> **Description of the task**
Please copy each line of the listing below in which the word "petal" appears.
*** Opening Material to process ***
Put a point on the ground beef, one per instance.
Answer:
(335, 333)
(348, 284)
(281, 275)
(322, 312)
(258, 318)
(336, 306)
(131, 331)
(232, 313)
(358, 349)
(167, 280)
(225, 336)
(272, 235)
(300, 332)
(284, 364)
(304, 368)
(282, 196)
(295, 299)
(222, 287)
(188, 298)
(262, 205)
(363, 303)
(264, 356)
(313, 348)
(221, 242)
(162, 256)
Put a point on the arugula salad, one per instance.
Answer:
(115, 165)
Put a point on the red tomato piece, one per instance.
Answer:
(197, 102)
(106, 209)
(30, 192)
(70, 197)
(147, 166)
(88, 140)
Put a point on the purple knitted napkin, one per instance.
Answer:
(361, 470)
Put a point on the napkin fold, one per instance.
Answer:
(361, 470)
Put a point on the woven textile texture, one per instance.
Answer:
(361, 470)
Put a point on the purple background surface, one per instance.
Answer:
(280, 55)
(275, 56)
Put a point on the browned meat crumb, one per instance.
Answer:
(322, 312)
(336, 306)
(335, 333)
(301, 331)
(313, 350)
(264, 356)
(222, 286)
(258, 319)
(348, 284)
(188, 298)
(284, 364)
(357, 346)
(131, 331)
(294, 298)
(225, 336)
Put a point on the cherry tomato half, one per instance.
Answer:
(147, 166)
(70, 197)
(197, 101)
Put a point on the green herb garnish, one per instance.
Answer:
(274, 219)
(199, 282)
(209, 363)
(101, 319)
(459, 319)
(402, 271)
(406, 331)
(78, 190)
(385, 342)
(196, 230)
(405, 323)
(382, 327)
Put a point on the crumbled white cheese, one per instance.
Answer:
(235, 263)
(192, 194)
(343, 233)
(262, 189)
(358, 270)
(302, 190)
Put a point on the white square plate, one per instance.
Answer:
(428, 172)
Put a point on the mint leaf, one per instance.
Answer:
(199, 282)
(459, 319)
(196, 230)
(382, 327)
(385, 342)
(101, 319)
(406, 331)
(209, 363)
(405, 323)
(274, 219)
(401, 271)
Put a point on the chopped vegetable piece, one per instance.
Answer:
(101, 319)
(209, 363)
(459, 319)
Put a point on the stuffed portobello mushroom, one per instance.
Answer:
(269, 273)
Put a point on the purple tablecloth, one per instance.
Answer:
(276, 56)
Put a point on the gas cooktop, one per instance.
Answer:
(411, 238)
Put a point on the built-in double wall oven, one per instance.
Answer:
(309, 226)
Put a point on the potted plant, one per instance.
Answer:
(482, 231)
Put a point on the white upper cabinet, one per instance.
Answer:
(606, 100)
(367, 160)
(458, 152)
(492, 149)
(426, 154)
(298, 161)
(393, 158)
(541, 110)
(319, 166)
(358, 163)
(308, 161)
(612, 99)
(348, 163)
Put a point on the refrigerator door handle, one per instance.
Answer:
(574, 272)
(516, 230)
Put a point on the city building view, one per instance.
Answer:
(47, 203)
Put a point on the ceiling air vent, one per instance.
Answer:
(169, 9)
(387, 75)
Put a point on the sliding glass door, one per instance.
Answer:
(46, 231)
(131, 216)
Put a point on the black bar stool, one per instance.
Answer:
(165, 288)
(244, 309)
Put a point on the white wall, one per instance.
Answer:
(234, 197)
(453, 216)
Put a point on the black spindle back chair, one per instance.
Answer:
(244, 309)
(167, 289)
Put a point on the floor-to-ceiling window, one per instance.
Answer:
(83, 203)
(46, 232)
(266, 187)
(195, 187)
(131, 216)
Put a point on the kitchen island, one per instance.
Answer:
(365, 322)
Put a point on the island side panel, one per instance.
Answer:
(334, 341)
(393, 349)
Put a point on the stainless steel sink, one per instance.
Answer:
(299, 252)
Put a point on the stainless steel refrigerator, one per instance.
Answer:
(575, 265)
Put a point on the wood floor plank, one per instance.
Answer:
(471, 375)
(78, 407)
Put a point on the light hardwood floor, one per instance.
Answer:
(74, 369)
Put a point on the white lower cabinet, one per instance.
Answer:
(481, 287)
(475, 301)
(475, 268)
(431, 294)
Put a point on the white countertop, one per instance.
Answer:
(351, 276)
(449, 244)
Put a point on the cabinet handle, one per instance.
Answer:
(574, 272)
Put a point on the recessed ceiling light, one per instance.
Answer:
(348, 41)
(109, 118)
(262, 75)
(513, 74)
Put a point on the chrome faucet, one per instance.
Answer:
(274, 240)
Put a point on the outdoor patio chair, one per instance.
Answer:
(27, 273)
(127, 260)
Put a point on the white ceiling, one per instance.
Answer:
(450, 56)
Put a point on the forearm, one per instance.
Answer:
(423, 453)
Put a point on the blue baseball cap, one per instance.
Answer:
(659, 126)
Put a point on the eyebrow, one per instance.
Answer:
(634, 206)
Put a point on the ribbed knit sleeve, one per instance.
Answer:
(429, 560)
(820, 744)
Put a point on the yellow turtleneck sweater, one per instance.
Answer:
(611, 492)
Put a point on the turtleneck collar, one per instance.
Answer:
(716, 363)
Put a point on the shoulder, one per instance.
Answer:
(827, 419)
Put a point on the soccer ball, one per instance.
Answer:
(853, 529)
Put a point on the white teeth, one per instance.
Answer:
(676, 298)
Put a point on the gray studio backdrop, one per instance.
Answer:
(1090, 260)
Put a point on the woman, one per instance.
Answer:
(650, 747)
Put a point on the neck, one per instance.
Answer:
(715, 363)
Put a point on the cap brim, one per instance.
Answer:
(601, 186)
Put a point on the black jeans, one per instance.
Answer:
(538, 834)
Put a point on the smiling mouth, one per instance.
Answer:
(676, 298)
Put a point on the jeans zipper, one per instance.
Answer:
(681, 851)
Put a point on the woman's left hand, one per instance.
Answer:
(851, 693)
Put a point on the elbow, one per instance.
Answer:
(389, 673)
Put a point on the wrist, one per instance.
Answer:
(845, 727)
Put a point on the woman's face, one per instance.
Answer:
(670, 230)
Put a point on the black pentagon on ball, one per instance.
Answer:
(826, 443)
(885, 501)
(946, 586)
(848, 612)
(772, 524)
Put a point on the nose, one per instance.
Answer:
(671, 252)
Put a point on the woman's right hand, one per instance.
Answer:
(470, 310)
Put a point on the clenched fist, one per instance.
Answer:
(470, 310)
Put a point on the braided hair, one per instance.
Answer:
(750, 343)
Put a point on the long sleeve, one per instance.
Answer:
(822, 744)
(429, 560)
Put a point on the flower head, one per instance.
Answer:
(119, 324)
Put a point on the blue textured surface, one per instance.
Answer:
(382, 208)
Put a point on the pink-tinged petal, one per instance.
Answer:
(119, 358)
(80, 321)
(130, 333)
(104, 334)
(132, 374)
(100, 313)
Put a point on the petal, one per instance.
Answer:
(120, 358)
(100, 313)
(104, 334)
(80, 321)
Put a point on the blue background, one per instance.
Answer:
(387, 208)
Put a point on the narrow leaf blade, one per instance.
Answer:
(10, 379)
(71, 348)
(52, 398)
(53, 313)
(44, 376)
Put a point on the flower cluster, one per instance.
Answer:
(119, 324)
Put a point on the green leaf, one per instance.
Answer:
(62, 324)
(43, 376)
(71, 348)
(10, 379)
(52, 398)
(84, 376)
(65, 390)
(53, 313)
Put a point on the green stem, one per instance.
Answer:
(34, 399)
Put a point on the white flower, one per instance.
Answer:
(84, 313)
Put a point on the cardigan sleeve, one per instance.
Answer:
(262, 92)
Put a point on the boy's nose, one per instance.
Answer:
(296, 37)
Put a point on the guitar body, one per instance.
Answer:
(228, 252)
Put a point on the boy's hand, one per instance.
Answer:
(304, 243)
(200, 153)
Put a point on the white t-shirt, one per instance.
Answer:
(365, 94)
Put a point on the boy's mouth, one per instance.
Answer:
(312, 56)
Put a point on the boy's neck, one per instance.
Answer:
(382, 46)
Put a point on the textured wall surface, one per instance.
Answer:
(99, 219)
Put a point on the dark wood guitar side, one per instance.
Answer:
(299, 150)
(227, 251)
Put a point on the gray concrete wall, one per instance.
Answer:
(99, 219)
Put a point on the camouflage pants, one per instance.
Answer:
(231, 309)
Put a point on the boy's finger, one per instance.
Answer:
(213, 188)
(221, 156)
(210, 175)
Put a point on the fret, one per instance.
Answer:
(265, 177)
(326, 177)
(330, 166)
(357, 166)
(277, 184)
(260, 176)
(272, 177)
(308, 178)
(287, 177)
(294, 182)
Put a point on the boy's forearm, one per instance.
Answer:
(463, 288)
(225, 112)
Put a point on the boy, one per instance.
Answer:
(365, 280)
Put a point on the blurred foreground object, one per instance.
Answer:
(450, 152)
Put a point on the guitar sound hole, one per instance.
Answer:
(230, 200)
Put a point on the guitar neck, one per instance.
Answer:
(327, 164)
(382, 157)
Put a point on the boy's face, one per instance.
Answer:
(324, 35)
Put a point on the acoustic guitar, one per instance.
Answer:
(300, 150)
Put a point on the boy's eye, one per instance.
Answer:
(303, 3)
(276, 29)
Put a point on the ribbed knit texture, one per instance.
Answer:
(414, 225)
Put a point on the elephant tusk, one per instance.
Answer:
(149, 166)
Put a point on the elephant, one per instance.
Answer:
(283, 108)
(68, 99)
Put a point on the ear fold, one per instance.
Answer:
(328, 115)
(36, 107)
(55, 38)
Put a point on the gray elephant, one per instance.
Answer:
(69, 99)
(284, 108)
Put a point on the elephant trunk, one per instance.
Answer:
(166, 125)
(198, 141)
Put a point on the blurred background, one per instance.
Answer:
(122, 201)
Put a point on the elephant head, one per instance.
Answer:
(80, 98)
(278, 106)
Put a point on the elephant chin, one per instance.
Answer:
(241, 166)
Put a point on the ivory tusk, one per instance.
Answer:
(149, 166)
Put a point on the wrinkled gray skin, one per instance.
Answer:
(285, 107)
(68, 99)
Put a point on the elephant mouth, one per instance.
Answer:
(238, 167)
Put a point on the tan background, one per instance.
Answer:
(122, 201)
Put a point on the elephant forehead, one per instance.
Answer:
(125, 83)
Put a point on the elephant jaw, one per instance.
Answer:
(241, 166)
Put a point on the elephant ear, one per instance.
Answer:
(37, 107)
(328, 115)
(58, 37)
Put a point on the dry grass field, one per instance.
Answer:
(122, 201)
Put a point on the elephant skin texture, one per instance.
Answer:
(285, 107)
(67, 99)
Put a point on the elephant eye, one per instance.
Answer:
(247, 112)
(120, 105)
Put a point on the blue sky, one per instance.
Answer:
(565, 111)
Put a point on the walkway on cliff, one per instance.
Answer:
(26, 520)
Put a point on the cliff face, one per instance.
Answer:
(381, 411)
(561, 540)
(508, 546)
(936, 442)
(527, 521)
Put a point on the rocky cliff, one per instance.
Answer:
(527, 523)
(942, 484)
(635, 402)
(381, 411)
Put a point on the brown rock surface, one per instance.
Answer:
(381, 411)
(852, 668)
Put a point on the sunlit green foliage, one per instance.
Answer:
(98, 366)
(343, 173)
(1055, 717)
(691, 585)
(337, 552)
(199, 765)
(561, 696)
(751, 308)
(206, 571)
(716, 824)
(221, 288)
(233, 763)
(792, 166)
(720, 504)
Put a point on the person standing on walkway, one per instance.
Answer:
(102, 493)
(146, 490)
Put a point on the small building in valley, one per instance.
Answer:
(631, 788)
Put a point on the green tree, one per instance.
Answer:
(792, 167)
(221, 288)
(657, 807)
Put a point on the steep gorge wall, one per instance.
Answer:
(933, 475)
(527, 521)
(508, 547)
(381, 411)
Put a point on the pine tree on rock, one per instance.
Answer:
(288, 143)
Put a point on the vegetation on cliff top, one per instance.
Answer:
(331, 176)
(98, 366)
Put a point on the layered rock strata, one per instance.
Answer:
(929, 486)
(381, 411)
*** Closing Material to process ***
> **Exercise output**
Put a point on the pink-tinged petal, one per instance.
Put a point on the petal, one per instance.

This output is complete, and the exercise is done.